[Document extract Boundary: Start]

CyNCh was the first clinical trial in children with NAFLD specifically designed to assess changes in liver histology as the primary outcome. CyNCh was designed with an efficacy target such that ≥ 50% of children taking CBDR would have needed to have a decrease in NAS ≥ 2 points in order for the study to have shown a significant difference compared to placebo. One question raised is how large an effect size should be expected for a medication to treat NAFLD in children. Over 96 weeks in the Treatment of NAFLD in Children (TONIC) study, using the same measure of decrease in NAS of ≥ 2 points and no worsening of fibrosis as done in CyNCh, there was histologic improvement in 42% (24/57) of children taking metformin, 34% (20/58) of children taking vitamin E, and 21% (12/58) of children taking placebo 30. At this point in time, it is unknown how to extrapolate the effect of any given medication taken for 1 year versus 2 years. However, it is notable that the rate of response in the placebo groups was similar. Moreover, the efficacy target although ambitious was reasonable based upon the available evidence.
There were factors regarding liver histology at baseline and at end of treatment which may have influenced the primary outcome. Because of differences in individual Pathology Committee member versus central pathology assessment by the committee, 20% of children enrolled in CyNCh had a baseline NAS of 2 or 3. Moreover, study results may have been influenced by the lower biopsy rate at the end of treatment in the CBDR group. We predicted that at least 90% of children in CyNCh would undergo a protocol liver biopsy at the end of treatment. However, that was not achieved in the CBDR group (81%). The reason for this is unclear as there were no significant differences in adverse events reported between groups. However, it is possible that some children taking CBDR experienced unreported symptoms that led to their discontinuation of medication. This would be consistent with the lower rate of overall adherence with medication in the CBDR group. Alternatively, there may have been unmeasured or random factors responsible for the differences observed. Regardless of the actual reason(s), the differences in adherence and completion had the potential to adversely influence the study results. A sensitivity analysis was performed that used multiple imputation assuming missing biopsies were missing at random and there was a higher relative improvement ratio for CBDR of 1.5, but this was still not significant.

[Document extract Boundary: End]

» **What the task asks**
According to the CyNCh trial passage, why did 20% of the children enrolled have a baseline NAS of only 2 or 3? Answer in one to three sentences.

[Data under study Boundary: Start]

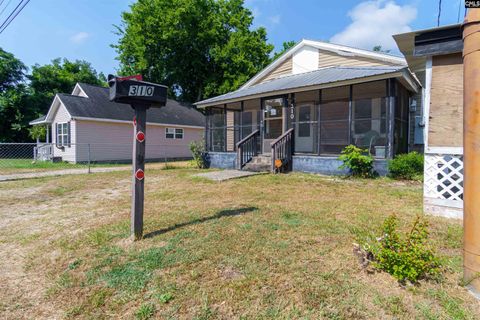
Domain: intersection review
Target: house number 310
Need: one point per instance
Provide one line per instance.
(141, 91)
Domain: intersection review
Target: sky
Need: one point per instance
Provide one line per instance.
(84, 29)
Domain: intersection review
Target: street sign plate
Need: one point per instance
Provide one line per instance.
(132, 91)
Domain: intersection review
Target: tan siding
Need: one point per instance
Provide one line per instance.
(253, 104)
(111, 141)
(307, 96)
(230, 131)
(328, 59)
(282, 70)
(67, 153)
(445, 127)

[Data under study Boundary: End]

» **Task response**
An individual Pathology Committee member's assessment differed from the committee's central pathology assessment. Because of those differences, 20% of the enrolled children had a baseline NAS of 2 or 3.